(Data entries)

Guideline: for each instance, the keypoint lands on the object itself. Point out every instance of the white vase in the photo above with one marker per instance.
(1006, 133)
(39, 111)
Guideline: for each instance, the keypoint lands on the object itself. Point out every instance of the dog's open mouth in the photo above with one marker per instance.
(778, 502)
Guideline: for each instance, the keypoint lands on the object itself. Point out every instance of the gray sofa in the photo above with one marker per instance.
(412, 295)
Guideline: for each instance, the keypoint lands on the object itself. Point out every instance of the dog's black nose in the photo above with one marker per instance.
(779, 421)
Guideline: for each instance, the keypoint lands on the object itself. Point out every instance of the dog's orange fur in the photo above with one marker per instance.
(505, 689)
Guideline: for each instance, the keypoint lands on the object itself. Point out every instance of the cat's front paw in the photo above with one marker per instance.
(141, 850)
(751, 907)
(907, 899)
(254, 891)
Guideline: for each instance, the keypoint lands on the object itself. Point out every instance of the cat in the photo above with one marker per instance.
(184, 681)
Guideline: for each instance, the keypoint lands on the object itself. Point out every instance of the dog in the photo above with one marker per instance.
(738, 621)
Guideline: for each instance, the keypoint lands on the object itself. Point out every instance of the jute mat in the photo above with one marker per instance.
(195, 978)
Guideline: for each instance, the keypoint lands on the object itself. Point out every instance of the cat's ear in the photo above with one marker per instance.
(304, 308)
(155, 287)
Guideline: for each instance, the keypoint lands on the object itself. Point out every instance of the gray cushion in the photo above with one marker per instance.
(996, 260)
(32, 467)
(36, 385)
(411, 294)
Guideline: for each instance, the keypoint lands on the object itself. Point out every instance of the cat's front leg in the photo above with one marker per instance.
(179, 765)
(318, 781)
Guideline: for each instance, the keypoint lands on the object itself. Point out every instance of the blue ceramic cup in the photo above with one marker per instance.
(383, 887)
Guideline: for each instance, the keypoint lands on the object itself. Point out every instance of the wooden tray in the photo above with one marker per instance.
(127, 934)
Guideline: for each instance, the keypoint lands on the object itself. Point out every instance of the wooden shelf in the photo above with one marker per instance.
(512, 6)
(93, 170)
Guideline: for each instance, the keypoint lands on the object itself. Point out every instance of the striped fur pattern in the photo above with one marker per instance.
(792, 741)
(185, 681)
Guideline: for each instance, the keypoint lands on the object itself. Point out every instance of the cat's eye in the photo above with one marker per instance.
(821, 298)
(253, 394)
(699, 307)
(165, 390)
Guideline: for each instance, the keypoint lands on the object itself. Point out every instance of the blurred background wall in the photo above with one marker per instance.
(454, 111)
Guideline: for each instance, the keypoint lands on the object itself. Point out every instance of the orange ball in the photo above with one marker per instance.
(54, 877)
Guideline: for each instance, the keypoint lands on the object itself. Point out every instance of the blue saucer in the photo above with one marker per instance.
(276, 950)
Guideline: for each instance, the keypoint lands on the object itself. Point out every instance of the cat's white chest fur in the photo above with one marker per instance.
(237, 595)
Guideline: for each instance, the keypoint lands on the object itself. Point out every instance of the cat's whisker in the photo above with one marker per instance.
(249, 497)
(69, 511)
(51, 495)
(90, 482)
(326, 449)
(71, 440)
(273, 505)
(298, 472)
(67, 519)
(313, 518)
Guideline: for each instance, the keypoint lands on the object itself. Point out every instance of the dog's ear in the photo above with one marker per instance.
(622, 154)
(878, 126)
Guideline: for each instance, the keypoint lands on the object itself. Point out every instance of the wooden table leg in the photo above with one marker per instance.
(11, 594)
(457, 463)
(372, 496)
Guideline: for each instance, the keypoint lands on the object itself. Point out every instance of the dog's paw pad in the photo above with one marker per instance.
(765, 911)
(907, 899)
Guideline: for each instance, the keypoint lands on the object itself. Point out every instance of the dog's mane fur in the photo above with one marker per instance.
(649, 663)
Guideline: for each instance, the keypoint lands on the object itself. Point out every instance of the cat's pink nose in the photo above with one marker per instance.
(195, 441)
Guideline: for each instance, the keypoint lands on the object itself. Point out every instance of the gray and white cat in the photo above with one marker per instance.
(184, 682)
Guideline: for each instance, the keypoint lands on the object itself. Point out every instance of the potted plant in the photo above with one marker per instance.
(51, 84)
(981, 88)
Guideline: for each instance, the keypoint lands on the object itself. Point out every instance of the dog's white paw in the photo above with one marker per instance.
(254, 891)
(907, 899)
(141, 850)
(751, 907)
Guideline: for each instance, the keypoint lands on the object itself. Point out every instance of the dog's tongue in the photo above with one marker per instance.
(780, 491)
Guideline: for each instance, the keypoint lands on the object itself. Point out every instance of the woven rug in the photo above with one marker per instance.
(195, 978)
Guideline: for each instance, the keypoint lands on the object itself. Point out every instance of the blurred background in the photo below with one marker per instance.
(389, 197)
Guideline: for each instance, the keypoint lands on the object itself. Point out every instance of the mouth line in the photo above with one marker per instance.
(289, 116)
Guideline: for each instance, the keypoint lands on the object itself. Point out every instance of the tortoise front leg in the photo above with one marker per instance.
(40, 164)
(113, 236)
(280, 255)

● **Problem description**
Retype the listing. Match it exactly.

● **Exercise solution**
Guideline: for each instance, the keypoint lands on the object itself. Point out every instance of the white vase in the photo above with one marker per instance.
(1006, 133)
(39, 111)
Guideline: for each instance, the keypoint lands on the object itself. Point out every instance of the dog's open mouth in the photo above with one marker per instance.
(778, 502)
Guideline: for each instance, the keypoint lands on the object itself. Point out every instance of the gray sofa in the photo above with one marker per instance.
(412, 295)
Guideline: for each instance, the keypoint lands on the object itself. Point out every instance of the dog's black nose in the photo above with one marker per instance.
(779, 421)
Guideline: for each instance, the keypoint lands on the object itself. Point out every instance of the dog's orange fur in the photo above with one marker per instance.
(505, 689)
Guideline: for each instance, the keypoint lands on the object itself. Point out every instance of the cat's front paw in the photo above with one marker per instance.
(141, 850)
(751, 907)
(907, 899)
(254, 891)
Guideline: for each instance, the keypoint lands on the object itself. Point out every instance of the cat in the photo above with one marker per instance.
(184, 681)
Guideline: for each instance, the keypoint lands on the object itself. Point out every instance of the dog in the photo above with one marker per instance.
(738, 621)
Guideline: for each instance, the keypoint lands on the object itself. Point out every instance of the jute mat in the photo above with one marker per instance.
(195, 978)
Guideline: for each instance, the keypoint lands on the object itself. Point out every instance of the cat's ear in the photo above with one marker per instance.
(304, 308)
(155, 287)
Guideline: for each instance, the keypoint lands on the object itself. Point out every instance of the gray cushion in the photo above with one marker per instance.
(996, 260)
(32, 467)
(36, 385)
(411, 294)
Guideline: for each instance, the keypoint lands on the object itself. Point out every instance of the cat's front leg in the photo above with one marker per instance.
(179, 765)
(318, 781)
Guideline: for each instance, the keypoint lands on the object itself. Point out every instance of the blue ceramic cup in the photo above with one marker per instance.
(383, 887)
Guideline: for each instance, the keypoint lands on the object itself. Point out every instance of the wooden tray in the photo above with one marker per instance.
(127, 934)
Guideline: for each instance, the keypoint lands on the object itself. Point out every instance of the wooden shelf in the photo above with one marker per instance.
(512, 6)
(93, 170)
Guideline: for each instance, the keypoint lands on the object itself. Point out every instance of the striped fur pattern in the photo above with one marker per instance.
(792, 741)
(185, 681)
Guideline: for each instance, the keypoint lands on the object itself. Point out every instance of the cat's eye in the photo above with one marker per instance.
(821, 298)
(253, 394)
(699, 307)
(165, 390)
Guideline: for each instance, the keypoint lands on the object itself. Point out every instance of the blurred background wall in the photo above with one marker per instance.
(454, 111)
Guideline: for each instance, the keypoint lands on the object itself. Point out every instance of the orange ball in the photo above with one marker per instance.
(54, 877)
Guideline: for each instance, the keypoint lands on the object itself. Point out every instance of the blue saucer in the photo above with one marker per instance.
(276, 950)
Guideline: for each instance, the keypoint lands on the object itself. Point out every instance of the cat's white chest fur in the photo above with one marker per instance.
(237, 595)
Guideline: for each instance, the keypoint lands on the object itself. Point out every instance of the cat's whisker in the photo above with one marker per instance.
(249, 497)
(69, 511)
(51, 495)
(90, 482)
(326, 449)
(71, 440)
(273, 505)
(298, 472)
(67, 519)
(313, 518)
Guideline: for each instance, the keypoint lands on the object itself. Point out every instance of the dog's ear in the photo above with one marker per instance.
(622, 154)
(878, 126)
Guideline: for each instance, the keypoint lands on the object itself. Point out every instance of the wooden table leg in the photo above with one marker per instance.
(11, 594)
(457, 463)
(372, 496)
Guideline: for each instance, the keypoint lands on the object itself. Point out every instance of the dog's paw pad in the photo above with one marker per instance.
(765, 911)
(907, 899)
Guideline: for each instance, the keypoint lands on the object itself. Point out every instance of the dog's mane fur in the photo above with one marker per instance.
(649, 663)
Guideline: for each instance, the keypoint lands on the object itself. Point out every instance of the cat's pink nose in the photo above with one marker per instance.
(195, 441)
Guideline: for each instance, the keypoint lands on the object itself. Point out every instance of the gray and white cat in the photo above with one marker per instance.
(184, 682)
Guideline: for each instance, the keypoint lands on the object itself. Point out every instance of the potted plant in the photo above with one marker per instance.
(51, 84)
(981, 88)
Guideline: for each instance, the keypoint lands on the object itself. Point out every instance of the dog's white paw in the photo above with one marker per instance.
(254, 891)
(907, 899)
(141, 850)
(751, 907)
Guideline: for each instance, the keypoint lands on the object itself. Point out every instance of the dog's tongue in the photo above with one marker per instance.
(780, 491)
Guideline: for each instance, the keypoint lands on the object itself. Point out every instance of the woven rug in the photo above with one marker per instance.
(195, 978)
Guideline: for each instance, the keypoint lands on the object itself. Point out every instance of the blurred background in the photo below with one marker per instance.
(389, 197)
Guideline: for each instance, the keypoint lands on the object itself. Point out every instance of the mouth line in the photo above with one marker per instance.
(289, 116)
Guideline: for each instance, the keypoint lands on the object itself. Point out every instance of the tortoise front leg in the photo above with one marker per instance.
(40, 164)
(113, 236)
(280, 255)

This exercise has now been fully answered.